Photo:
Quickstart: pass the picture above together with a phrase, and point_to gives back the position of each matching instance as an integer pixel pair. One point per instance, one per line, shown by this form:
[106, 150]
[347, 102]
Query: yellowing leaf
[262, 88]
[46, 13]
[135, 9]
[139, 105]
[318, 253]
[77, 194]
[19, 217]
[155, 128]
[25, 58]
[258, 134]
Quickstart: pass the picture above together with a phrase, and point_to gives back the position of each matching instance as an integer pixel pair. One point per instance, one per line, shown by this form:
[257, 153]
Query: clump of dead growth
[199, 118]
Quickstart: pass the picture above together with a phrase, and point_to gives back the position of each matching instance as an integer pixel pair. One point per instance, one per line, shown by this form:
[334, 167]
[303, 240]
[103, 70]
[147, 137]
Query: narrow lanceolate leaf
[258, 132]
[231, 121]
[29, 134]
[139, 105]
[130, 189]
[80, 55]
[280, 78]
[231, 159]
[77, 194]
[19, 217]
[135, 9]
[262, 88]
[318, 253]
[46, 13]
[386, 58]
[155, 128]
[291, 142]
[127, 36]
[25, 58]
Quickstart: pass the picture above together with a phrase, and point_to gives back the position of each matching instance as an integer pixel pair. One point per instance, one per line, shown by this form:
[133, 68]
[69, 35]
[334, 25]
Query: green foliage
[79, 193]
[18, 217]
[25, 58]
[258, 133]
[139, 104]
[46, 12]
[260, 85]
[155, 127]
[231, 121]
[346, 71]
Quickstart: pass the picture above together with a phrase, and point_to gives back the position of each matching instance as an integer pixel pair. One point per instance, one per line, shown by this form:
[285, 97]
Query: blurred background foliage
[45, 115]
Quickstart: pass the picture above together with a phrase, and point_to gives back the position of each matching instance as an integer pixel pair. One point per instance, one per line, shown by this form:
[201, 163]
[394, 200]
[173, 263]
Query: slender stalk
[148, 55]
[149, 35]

══════════

■ DESCRIPTION OF THE TASK ■
Write out the whole listing again, keeping every character as it is.

■ RESULT FOR THIS TASK ■
Photo:
Quickstart: pass the picture above together with a phrase, and point_to gives back the position of each matching instance as an integer pixel pair. One point per instance, one per line, shown by this form:
[106, 150]
[347, 102]
Query: yellowing leaf
[262, 88]
[46, 13]
[135, 9]
[139, 105]
[318, 253]
[77, 194]
[19, 217]
[155, 128]
[25, 58]
[258, 134]
Quickstart: pass the picture above together with a phrase, and point_to gives back the position of each matching instance as an integer pixel pair. One point per instance, one per line, shown by this form:
[257, 153]
Query: clump of dead growth
[199, 118]
Quickstart: pass the picture above together with a phrase, and point_to gives back the position of each matching instance as an integer pixel pair. One point per instance, one per line, shown by this form:
[334, 167]
[303, 240]
[103, 70]
[147, 137]
Query: narrow lanceolate leaf
[258, 132]
[231, 121]
[29, 134]
[139, 105]
[130, 189]
[80, 55]
[280, 78]
[231, 159]
[77, 194]
[19, 217]
[135, 9]
[262, 88]
[318, 253]
[46, 13]
[386, 58]
[155, 128]
[291, 142]
[127, 36]
[25, 58]
Quickstart: pass the picture above together with a phrase, and point_to gives back the position of each matching instance as an integer pixel pair. One point per instance, one per line, shown by this form:
[133, 68]
[69, 35]
[334, 25]
Query: green foliage
[79, 193]
[18, 217]
[25, 58]
[258, 133]
[139, 104]
[46, 12]
[260, 85]
[155, 127]
[231, 121]
[346, 71]
Quickstart: pass the picture above together with a phrase, and point_to gives back the position of each matching instance as an integer pixel pair. One point per instance, one per line, shown by this form:
[285, 97]
Query: blurred background foliage
[45, 115]
Quickstart: pass the picture above together with a phrase, and point_to gives back the position of each matching instance as an integer pixel pair. One point per instance, one per line, shown by this form:
[201, 163]
[394, 200]
[173, 263]
Query: slender stalk
[148, 55]
[149, 35]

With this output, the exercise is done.